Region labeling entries
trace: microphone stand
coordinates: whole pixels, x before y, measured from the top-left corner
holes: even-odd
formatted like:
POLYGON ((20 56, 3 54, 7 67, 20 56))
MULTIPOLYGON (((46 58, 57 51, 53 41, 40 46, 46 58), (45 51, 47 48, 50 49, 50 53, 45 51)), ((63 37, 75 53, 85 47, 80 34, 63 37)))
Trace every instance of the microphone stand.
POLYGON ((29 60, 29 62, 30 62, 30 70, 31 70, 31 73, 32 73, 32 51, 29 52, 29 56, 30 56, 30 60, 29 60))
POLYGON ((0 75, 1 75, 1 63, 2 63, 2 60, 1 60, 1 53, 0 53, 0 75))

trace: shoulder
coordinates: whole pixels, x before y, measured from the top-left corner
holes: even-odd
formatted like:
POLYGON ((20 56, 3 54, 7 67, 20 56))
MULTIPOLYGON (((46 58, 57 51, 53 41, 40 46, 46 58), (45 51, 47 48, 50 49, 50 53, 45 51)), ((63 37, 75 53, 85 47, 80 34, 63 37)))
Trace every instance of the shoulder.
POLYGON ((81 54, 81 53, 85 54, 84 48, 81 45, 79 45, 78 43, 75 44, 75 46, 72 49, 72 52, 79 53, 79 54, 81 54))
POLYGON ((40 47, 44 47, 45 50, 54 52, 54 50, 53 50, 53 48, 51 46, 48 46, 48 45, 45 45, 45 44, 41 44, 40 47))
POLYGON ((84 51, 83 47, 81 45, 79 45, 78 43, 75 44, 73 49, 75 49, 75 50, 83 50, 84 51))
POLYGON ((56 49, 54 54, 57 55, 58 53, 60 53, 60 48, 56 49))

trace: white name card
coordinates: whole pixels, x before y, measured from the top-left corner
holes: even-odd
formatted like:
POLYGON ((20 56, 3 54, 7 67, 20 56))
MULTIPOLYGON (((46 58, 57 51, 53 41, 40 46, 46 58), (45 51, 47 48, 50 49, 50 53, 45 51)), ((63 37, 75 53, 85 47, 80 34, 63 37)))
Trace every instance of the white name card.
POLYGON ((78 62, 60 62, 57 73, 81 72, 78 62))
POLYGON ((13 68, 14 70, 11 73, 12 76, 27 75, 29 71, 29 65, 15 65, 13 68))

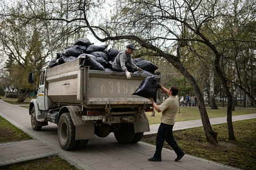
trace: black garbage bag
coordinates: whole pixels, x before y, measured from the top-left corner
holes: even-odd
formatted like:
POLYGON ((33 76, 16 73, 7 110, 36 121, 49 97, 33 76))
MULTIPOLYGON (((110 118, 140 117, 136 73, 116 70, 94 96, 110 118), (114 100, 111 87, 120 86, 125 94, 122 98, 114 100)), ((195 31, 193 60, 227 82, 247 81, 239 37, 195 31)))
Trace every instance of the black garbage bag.
POLYGON ((133 63, 134 63, 135 65, 136 65, 136 64, 139 61, 143 61, 144 60, 143 59, 131 59, 131 60, 133 61, 133 63))
POLYGON ((85 53, 90 53, 96 51, 104 51, 104 49, 108 47, 108 45, 107 44, 102 45, 90 45, 87 47, 85 53))
POLYGON ((77 57, 75 56, 63 56, 63 58, 65 63, 68 63, 77 59, 77 57))
POLYGON ((112 69, 110 69, 110 68, 106 68, 105 69, 105 71, 106 72, 113 72, 113 71, 112 69))
POLYGON ((64 55, 66 56, 78 57, 80 55, 84 53, 84 51, 79 48, 68 48, 64 52, 64 55))
POLYGON ((86 56, 90 56, 90 57, 93 58, 95 60, 96 60, 96 57, 88 53, 82 53, 77 58, 82 58, 82 59, 85 59, 85 57, 86 56))
POLYGON ((92 44, 90 42, 90 41, 86 38, 78 39, 74 43, 74 45, 83 45, 86 47, 92 44))
POLYGON ((115 48, 112 48, 108 50, 108 55, 109 56, 109 60, 114 61, 117 55, 120 52, 120 51, 115 48))
POLYGON ((113 61, 109 61, 109 62, 108 62, 108 68, 111 69, 112 70, 113 70, 113 61))
POLYGON ((133 68, 131 67, 131 66, 128 63, 126 63, 126 64, 125 64, 125 67, 126 67, 126 68, 127 68, 127 70, 128 71, 128 72, 129 72, 130 73, 134 72, 134 69, 133 69, 133 68))
POLYGON ((144 80, 133 95, 137 95, 145 98, 153 97, 156 101, 158 82, 155 76, 147 77, 144 80))
POLYGON ((90 53, 90 55, 96 56, 96 57, 102 57, 104 58, 106 61, 108 61, 109 59, 109 56, 108 55, 102 51, 95 51, 90 53))
POLYGON ((154 73, 155 71, 158 69, 156 65, 147 60, 139 61, 135 65, 142 69, 150 72, 152 73, 154 73))
POLYGON ((96 57, 96 61, 101 64, 104 68, 108 67, 108 61, 102 57, 96 57))
POLYGON ((147 71, 143 71, 143 72, 142 73, 140 73, 138 71, 134 72, 134 73, 153 75, 151 72, 148 72, 147 71))
POLYGON ((82 61, 82 65, 84 65, 84 66, 90 66, 90 69, 92 70, 105 71, 104 67, 92 56, 93 56, 86 54, 85 59, 82 61))
POLYGON ((52 59, 49 63, 49 67, 50 68, 55 67, 57 65, 57 64, 56 63, 56 61, 57 61, 56 59, 52 59))
POLYGON ((61 64, 65 63, 65 61, 63 60, 63 57, 60 57, 60 58, 57 59, 57 61, 56 61, 56 63, 57 64, 57 65, 60 65, 61 64))
POLYGON ((57 53, 56 56, 55 57, 55 59, 58 59, 60 57, 62 57, 63 55, 63 53, 62 52, 58 52, 57 53))

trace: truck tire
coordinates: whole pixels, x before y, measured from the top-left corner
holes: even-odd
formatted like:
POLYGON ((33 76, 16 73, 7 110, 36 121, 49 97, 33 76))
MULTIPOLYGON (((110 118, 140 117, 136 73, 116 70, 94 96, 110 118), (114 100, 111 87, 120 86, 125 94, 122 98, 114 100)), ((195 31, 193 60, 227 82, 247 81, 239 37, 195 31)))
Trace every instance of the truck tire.
POLYGON ((77 140, 76 144, 76 149, 80 150, 84 148, 88 143, 89 140, 77 140))
POLYGON ((38 121, 36 121, 36 115, 35 114, 35 107, 32 108, 31 119, 32 128, 35 131, 40 131, 42 128, 42 126, 39 126, 39 124, 38 121))
POLYGON ((58 140, 61 148, 65 151, 76 148, 77 141, 75 140, 76 127, 69 113, 63 113, 58 123, 58 140))
POLYGON ((131 143, 135 143, 141 141, 141 138, 142 138, 142 137, 143 136, 143 132, 136 133, 134 139, 133 139, 133 142, 131 142, 131 143))
POLYGON ((123 126, 121 130, 114 132, 117 142, 122 144, 131 143, 134 139, 135 133, 133 125, 123 126))

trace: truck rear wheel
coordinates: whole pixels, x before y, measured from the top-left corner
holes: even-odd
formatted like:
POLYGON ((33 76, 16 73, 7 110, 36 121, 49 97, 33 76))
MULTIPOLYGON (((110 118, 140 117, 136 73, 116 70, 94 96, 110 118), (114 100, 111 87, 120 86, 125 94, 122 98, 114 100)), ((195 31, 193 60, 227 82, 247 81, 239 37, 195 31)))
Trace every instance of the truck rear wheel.
POLYGON ((42 126, 39 126, 39 124, 38 121, 36 121, 36 115, 35 114, 35 107, 32 108, 31 119, 32 128, 35 131, 40 131, 42 128, 42 126))
POLYGON ((131 143, 135 143, 139 141, 141 141, 141 138, 143 136, 143 132, 141 133, 136 133, 135 135, 134 139, 133 139, 133 142, 131 143))
POLYGON ((133 124, 123 126, 119 130, 114 132, 114 134, 115 139, 123 144, 131 143, 135 135, 133 124))
POLYGON ((64 150, 75 149, 77 141, 75 140, 76 127, 69 113, 63 113, 58 123, 58 139, 60 147, 64 150))

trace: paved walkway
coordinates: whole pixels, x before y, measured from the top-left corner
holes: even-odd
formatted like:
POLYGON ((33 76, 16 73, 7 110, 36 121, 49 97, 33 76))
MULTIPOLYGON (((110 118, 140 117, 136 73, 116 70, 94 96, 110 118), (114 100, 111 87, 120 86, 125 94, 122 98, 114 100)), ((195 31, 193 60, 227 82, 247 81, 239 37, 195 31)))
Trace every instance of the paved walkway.
MULTIPOLYGON (((61 149, 55 124, 43 127, 40 131, 31 127, 28 109, 0 100, 0 116, 33 138, 32 140, 0 144, 0 168, 16 163, 57 154, 79 169, 238 169, 188 154, 179 161, 175 161, 172 150, 163 148, 162 162, 151 162, 155 146, 139 142, 121 144, 112 133, 106 138, 89 140, 82 150, 66 151, 61 149)), ((256 114, 234 116, 234 121, 255 118, 256 114)), ((211 123, 226 122, 225 118, 211 119, 211 123)), ((174 130, 198 127, 201 120, 176 122, 174 130)), ((151 132, 157 132, 159 125, 150 126, 151 132)))

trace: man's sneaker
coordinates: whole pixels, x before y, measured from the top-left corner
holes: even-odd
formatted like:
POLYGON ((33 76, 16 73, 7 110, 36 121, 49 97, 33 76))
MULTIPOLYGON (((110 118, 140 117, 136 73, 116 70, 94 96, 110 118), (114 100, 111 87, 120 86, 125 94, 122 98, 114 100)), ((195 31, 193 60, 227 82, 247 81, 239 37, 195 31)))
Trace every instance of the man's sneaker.
POLYGON ((185 152, 182 152, 181 153, 180 153, 180 154, 178 154, 177 155, 177 158, 175 159, 175 161, 178 161, 180 159, 181 159, 182 158, 182 157, 183 157, 184 155, 185 155, 185 152))
POLYGON ((156 158, 155 157, 152 157, 151 158, 150 158, 148 160, 149 161, 162 161, 161 158, 156 158))

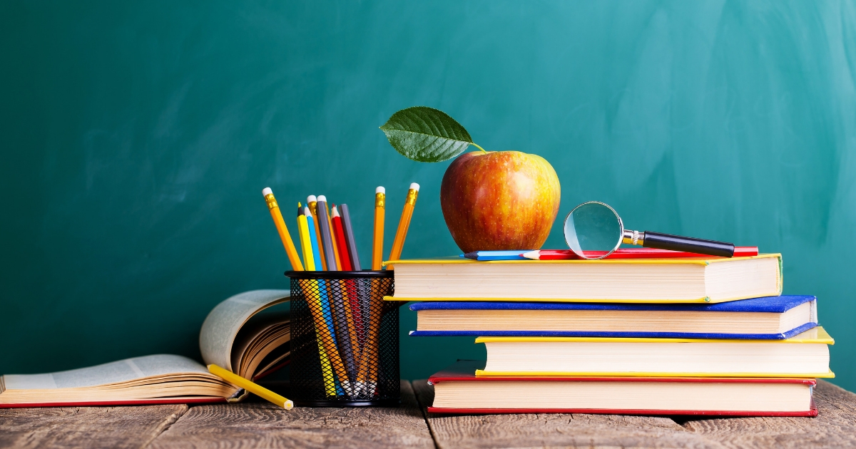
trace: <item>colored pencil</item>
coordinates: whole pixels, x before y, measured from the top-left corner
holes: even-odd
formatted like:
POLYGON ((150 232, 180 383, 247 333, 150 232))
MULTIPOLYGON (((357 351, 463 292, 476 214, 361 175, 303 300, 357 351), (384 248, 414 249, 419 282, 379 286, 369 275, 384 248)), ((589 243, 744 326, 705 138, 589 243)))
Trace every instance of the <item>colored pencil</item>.
POLYGON ((348 255, 348 241, 345 236, 345 229, 342 226, 342 216, 339 215, 339 210, 336 205, 330 210, 333 235, 336 236, 336 245, 343 250, 342 254, 339 255, 339 260, 342 261, 341 268, 345 271, 351 271, 354 269, 351 268, 351 257, 348 255))
POLYGON ((312 254, 312 243, 309 233, 309 222, 304 214, 304 208, 300 203, 297 204, 297 232, 300 236, 300 250, 303 251, 303 262, 306 264, 306 269, 315 271, 315 257, 312 254))
POLYGON ((306 217, 306 227, 309 228, 309 242, 312 247, 312 259, 315 261, 315 269, 322 271, 324 268, 318 265, 318 262, 323 260, 321 258, 321 247, 318 245, 318 235, 315 234, 315 219, 312 218, 312 214, 310 212, 309 207, 303 208, 303 216, 306 217))
POLYGON ((321 243, 324 247, 321 251, 324 251, 324 258, 327 261, 327 269, 330 271, 336 271, 339 267, 336 264, 336 254, 333 252, 333 236, 330 233, 330 220, 328 220, 327 216, 327 202, 322 200, 324 196, 318 197, 318 204, 316 207, 318 208, 318 229, 321 231, 321 243))
POLYGON ((339 256, 339 242, 336 239, 336 231, 333 229, 333 216, 330 214, 330 208, 335 204, 328 204, 327 197, 324 195, 318 195, 318 201, 324 203, 324 212, 327 213, 327 226, 330 227, 330 238, 333 240, 333 256, 336 257, 336 266, 338 269, 342 269, 342 257, 339 256))
MULTIPOLYGON (((597 257, 605 254, 605 251, 586 251, 586 255, 590 257, 597 257)), ((758 246, 735 246, 734 257, 748 257, 758 256, 758 246)), ((571 250, 539 250, 526 252, 523 257, 532 260, 579 260, 582 259, 571 250)), ((669 259, 679 257, 704 257, 710 258, 715 256, 706 256, 704 254, 696 254, 694 252, 684 252, 669 250, 658 250, 657 248, 619 248, 615 252, 607 256, 607 259, 669 259)))
MULTIPOLYGON (((321 243, 321 229, 318 227, 318 198, 315 198, 315 195, 309 195, 306 197, 306 206, 309 207, 309 211, 312 212, 312 220, 314 220, 313 224, 315 225, 315 239, 318 240, 318 248, 320 248, 323 244, 321 243)), ((320 254, 321 258, 319 259, 316 257, 315 264, 318 265, 318 261, 321 261, 318 269, 327 269, 327 259, 324 257, 324 251, 321 251, 320 254)))
POLYGON ((235 386, 240 387, 264 399, 267 399, 285 410, 291 410, 294 407, 294 403, 291 402, 286 398, 273 393, 272 391, 261 387, 260 385, 253 382, 253 381, 248 381, 243 377, 217 365, 211 364, 208 365, 208 370, 214 375, 220 377, 223 381, 235 386))
POLYGON ((300 257, 297 254, 297 248, 294 242, 291 240, 291 234, 288 233, 288 227, 285 226, 285 220, 282 220, 282 212, 279 210, 279 204, 273 196, 270 187, 262 189, 262 195, 265 196, 265 202, 267 203, 270 210, 270 217, 273 218, 273 224, 276 227, 279 233, 279 239, 282 240, 282 246, 285 247, 285 253, 288 256, 288 262, 291 263, 291 269, 294 271, 303 271, 303 264, 300 263, 300 257))
MULTIPOLYGON (((395 231, 395 239, 392 242, 392 251, 389 251, 389 260, 398 260, 401 257, 401 250, 404 249, 404 239, 407 237, 407 228, 410 227, 410 219, 413 216, 413 207, 416 206, 416 198, 419 195, 419 185, 415 182, 410 185, 407 190, 407 198, 404 201, 404 209, 401 210, 401 218, 398 221, 398 230, 395 231)), ((387 269, 393 267, 387 266, 387 269)))
POLYGON ((374 234, 372 240, 372 269, 378 270, 383 262, 383 216, 386 212, 386 189, 375 189, 374 234))
POLYGON ((354 271, 362 269, 360 266, 360 255, 357 254, 357 242, 354 239, 354 227, 351 227, 351 214, 348 210, 348 204, 341 204, 342 208, 342 226, 345 233, 347 244, 347 253, 350 258, 351 266, 354 271))
POLYGON ((467 252, 467 254, 461 254, 461 257, 473 260, 526 260, 526 258, 523 257, 523 253, 529 251, 530 250, 476 251, 467 252))

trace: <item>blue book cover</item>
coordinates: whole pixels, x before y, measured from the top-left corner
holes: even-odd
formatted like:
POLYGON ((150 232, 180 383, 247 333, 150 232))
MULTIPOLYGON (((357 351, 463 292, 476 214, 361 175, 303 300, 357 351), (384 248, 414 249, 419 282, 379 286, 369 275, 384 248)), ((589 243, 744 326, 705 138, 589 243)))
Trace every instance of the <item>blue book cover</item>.
POLYGON ((660 310, 707 312, 784 313, 805 303, 811 304, 809 322, 780 334, 719 334, 704 332, 577 332, 577 331, 410 331, 419 337, 649 337, 739 340, 785 340, 817 326, 817 298, 782 295, 717 304, 603 304, 518 302, 425 302, 410 304, 411 310, 660 310))

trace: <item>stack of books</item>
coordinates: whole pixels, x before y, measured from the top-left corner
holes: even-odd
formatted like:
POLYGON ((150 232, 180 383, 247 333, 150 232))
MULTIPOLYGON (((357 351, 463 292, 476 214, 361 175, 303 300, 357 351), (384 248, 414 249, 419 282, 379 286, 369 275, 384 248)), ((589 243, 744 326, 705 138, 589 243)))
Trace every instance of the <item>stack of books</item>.
POLYGON ((780 254, 389 263, 411 335, 487 349, 430 378, 432 412, 816 416, 833 376, 817 299, 781 295, 780 254))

= What you are asked to do =
Copy out word for word the rows from the line with "trace: paved walkway" up to and including the line with "MULTIPOLYGON (((61 149, 55".

= Final answer =
trace: paved walkway
coordinates: whole pixels, x before y, measured from the top-left corner
holes: even-odd
formatted like:
POLYGON ((33 76, 16 73, 7 110, 36 121, 49 97, 33 76))
MULTIPOLYGON (((110 118, 140 117, 136 73, 116 70, 94 96, 110 118), (114 100, 111 87, 120 86, 125 94, 122 98, 114 100)), ((195 31, 193 60, 227 82, 247 81, 239 37, 195 31)))
Trace every instance of the paved walkway.
MULTIPOLYGON (((61 149, 55 124, 43 127, 40 131, 31 127, 28 109, 0 100, 0 116, 33 138, 32 140, 0 144, 0 168, 16 163, 57 154, 79 169, 238 169, 188 154, 179 161, 175 161, 172 150, 163 148, 162 162, 151 162, 155 146, 139 142, 121 144, 112 133, 106 138, 89 140, 82 150, 66 151, 61 149)), ((256 114, 234 116, 234 121, 255 118, 256 114)), ((211 123, 226 122, 225 118, 211 119, 211 123)), ((174 130, 198 127, 201 120, 176 122, 174 130)), ((151 132, 157 132, 159 125, 150 126, 151 132)))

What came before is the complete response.